Task instructions.
a) Answer these from the tracking-cookie text, one line each:
(i) Which two add-ons does the author recommend installing, at a minimum, for blocking tracking cookies?
(ii) What does Ghostery do with trackers by default?
(iii) What is the default duration of the "Show Alert Bubble" setting?
b) Write out the tracking-cookie text again, beginning at the words "Based on my" and stopping after "in Adblock Plus.". In that stretch, put "allowlisting" in place of "whitelisting".

Text provided.
++++++++++++++++++++
Based on my results, at a minimum, I’d recommend installing the following add-ons for blocking tracking cookies: Adblock Plus & Ghostery. Installing Adblock Plus comes with a warning though. After installing it, the amount of ads you’ll encounter will drop pretty close to zero. In alot of cases this improves the browsing session greatly, but it directly affects the money the site owners make. As such I’d recommend whitelisting sites that you visit frequently. It can be done by clicking on the adblock plus icon in the menu as selecting ‘Disable on sitename…’:
Figure 5: How to whitelist frequently visited sites in Adblock Plus.
By default Ghostery just shows the trackers, it doesn’t actually disable them. This can be changed by going to the ‘Firefox’ button > Add-ons > Ghostery > ‘Options’ button. In the general tab, click the ‘3pes’ tab and check all the categories to disable all third-party cookie communcaiton with their respectve servers. In practice, I keep ‘Google Analytics’ and ‘Disqus’ enabled as I use those services often. Most folks would probably want to enable (keep unchecked) Facebook and Twitter plugins as well. These social plugins are found in the ‘Widgets’ category under the ‘3pes’ tab. More astute folks will notice a ‘Cookies’s tab next to the ‘3pes’ tab. This has similar functionality to the earlier mentioned Beef Taco add-on. I haven’t experimented with it, but I expect it to serve the same purpose. You can choose to disable all the cookies, or install Beef Taco to accomplish the same goal. While in the Options menu, you might as well hit the ‘Advanced’ tab and change the ‘Show Alert Bubble’ to less than 5 seconds from the default 15 seconds. I find the default setting a bit too long for my tastes:
Figure 6: Ghostery Advanced Options.
++++++++++++++++++++
Raw records.
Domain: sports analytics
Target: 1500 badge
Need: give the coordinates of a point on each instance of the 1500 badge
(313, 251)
++++++++++++++++++++
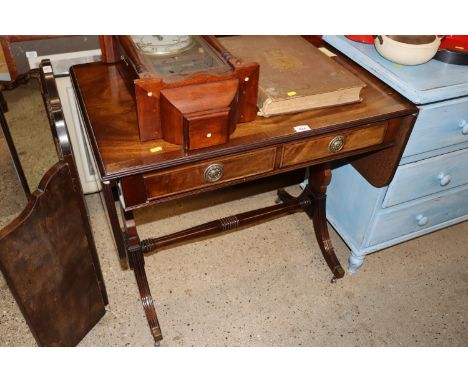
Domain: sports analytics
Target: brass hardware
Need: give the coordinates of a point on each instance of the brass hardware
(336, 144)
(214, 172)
++++++++++++++++++++
Solutions below.
a)
(i) Adblock Plus and Ghostery.
(ii) It only shows them and does not disable them.
(iii) 15 seconds.

b)
Based on my results, at a minimum, I’d recommend installing the following add-ons for blocking tracking cookies: Adblock Plus & Ghostery. Installing Adblock Plus comes with a warning though. After installing it, the amount of ads you’ll encounter will drop pretty close to zero. In alot of cases this improves the browsing session greatly, but it directly affects the money the site owners make. As such I’d recommend allowlisting sites that you visit frequently. It can be done by clicking on the adblock plus icon in the menu as selecting ‘Disable on sitename…’:
Figure 5: How to whitelist frequently visited sites in Adblock Plus.